- Texto extraído:
“Necesitamos inflingir derrotas a las políticas neoliberales. Para ello, la experiencia griega enseña que movimientos y movilizaciones son la condición indispensable, el punto de partida de este proceso, pero no son suficientes en sí mismos. Hay que tomar el Estado sin dejarse tomar completamente por el Estado. Ahí está todo el problema”. Stathis Kouvelakis em “Tomar el poder sin dejarse tomar por él: diálogo entre el filósofo Alain Badiou y Stathis Kouvelakis, de Syriza”
Confesso que não conheço em profundidade nem o Syriza grego nem o Podemos espanhol. Acompanho o noticiário, na medida do possível, e gostaria de saber mais, tanto sobre as propostas políticas como também sobre a estrutura (ou estruturas) organizacionais dos gregos e dos espanhóis.
A matéria de onde extraí a citação acima é um longo diálogo entre o veterano filósofo francês Alain Badiou (com quem nem sempre compartilho ou compartilhei as posições políticas) e Stathis Kouvelakis, que é professor de Ciência Política no King’s College de Londres, membro do Comitê Central do Syriza. Kouvelakis
teve sua formação acadêmica praticamente toda feita na França, e tem como uma de suas principais tribunas o jornal online Jacobin. Apesar do nome francês, Jacobin se apresenta como “a leading voice of the American left, offering socialist perspectives on politics, economics, and culture. The print magazine is released quarterly and reaches over 10,000 subscribers, in addition to a web audience of 600,000 a month”.
O diálogo é muito interessante e ilustrativo dos impasses e possíveis saídas para a crise grega, as perspectivas do Syriza diante das autoridades monetárias e políticas europeias, e realmente vale a pena ser lido.
Entretanto, gostaria apenas de chamar atenção, e brevemente, para os pontos apontados na epígrafe.
Para mim, hoje, há clareza sobre uma – se não a principal, uma das principais – razão das dificuldades enfrentadas pelo Partido dos Trabalhadores, que inicia o quarto mandato na Presidência da República enfrentando uma crise de enormes proporções. Essa razão é a seguinte: o PT tomou a cabeça do poder do Estado (falar em tomar o Estado é, aqui – e acredito que na Grécia também – um exagero formidável), e deixou-se “tomar pelo Estado”. Ou, pelo menos, pelo governo. E abandonou a fonte de sua força, que sempre foi a forte presença nos movimentos sociais.

- Objetivo 1:
De acordo com o texto extraído, em qual instituição Stathis Kouvelakis é professor de Ciência Política?

- Registros fornecidos:

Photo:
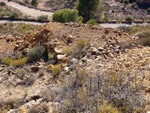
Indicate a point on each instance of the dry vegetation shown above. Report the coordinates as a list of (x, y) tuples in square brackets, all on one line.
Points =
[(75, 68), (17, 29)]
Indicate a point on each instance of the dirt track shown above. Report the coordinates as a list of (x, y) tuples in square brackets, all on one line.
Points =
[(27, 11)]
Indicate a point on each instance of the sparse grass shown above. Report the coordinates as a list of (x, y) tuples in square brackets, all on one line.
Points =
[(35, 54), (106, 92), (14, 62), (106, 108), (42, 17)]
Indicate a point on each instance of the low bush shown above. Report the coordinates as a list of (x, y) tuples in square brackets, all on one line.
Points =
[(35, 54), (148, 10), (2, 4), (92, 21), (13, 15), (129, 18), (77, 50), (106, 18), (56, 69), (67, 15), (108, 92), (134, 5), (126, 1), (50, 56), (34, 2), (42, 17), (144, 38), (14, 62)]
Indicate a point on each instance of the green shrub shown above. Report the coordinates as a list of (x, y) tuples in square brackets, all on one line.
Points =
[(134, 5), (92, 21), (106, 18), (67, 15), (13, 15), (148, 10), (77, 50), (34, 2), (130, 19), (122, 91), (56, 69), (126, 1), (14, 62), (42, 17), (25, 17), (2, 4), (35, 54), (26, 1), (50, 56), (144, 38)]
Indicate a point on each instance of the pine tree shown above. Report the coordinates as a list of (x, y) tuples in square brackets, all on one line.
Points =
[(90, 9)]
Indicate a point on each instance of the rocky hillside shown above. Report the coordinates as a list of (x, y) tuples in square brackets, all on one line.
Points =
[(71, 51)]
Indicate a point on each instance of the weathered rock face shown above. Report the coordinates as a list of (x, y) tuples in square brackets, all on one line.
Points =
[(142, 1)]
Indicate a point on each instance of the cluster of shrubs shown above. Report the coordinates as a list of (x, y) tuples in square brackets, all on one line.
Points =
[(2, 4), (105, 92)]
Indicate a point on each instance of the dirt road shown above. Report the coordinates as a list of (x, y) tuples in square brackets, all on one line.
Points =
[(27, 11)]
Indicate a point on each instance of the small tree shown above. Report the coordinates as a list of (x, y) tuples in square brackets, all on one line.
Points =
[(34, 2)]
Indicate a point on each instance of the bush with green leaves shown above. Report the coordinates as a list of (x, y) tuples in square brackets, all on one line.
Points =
==
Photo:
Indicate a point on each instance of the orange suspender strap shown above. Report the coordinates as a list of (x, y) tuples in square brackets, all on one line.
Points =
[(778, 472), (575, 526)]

- Objetivo 2:
Reescreva os registros da linha que contém "Indicate a point on each instance of the sparse" até a linha que contém "[(2, 4), (105, 92)]", inclusive, trocando "Report" por "Provide" e mantendo todo o restante inalterado.

- Resposta correta 1:
No King’s College de Londres.

- Resposta correta 2:
Indicate a point on each instance of the sparse grass shown above. Provide the coordinates as a list of (x, y) tuples in square brackets, all on one line.
Points =
[(35, 54), (106, 92), (14, 62), (106, 108), (42, 17)]
Indicate a point on each instance of the low bush shown above. Provide the coordinates as a list of (x, y) tuples in square brackets, all on one line.
Points =
[(35, 54), (148, 10), (2, 4), (92, 21), (13, 15), (129, 18), (77, 50), (106, 18), (56, 69), (67, 15), (108, 92), (134, 5), (126, 1), (50, 56), (34, 2), (42, 17), (144, 38), (14, 62)]
Indicate a point on each instance of the green shrub shown above. Provide the coordinates as a list of (x, y) tuples in square brackets, all on one line.
Points =
[(134, 5), (92, 21), (106, 18), (67, 15), (13, 15), (148, 10), (77, 50), (34, 2), (130, 19), (122, 91), (56, 69), (126, 1), (14, 62), (42, 17), (25, 17), (2, 4), (35, 54), (26, 1), (50, 56), (144, 38)]
Indicate a point on each instance of the pine tree shown above. Provide the coordinates as a list of (x, y) tuples in square brackets, all on one line.
Points =
[(90, 9)]
Indicate a point on each instance of the rocky hillside shown above. Provide the coordinates as a list of (x, y) tuples in square brackets, all on one line.
Points =
[(71, 51)]
Indicate a point on each instance of the weathered rock face shown above. Provide the coordinates as a list of (x, y) tuples in square brackets, all on one line.
Points =
[(142, 1)]
Indicate a point on each instance of the cluster of shrubs shown above. Provide the coordinates as a list of (x, y) tuples in square brackets, all on one line.
Points =
[(2, 4), (105, 92)]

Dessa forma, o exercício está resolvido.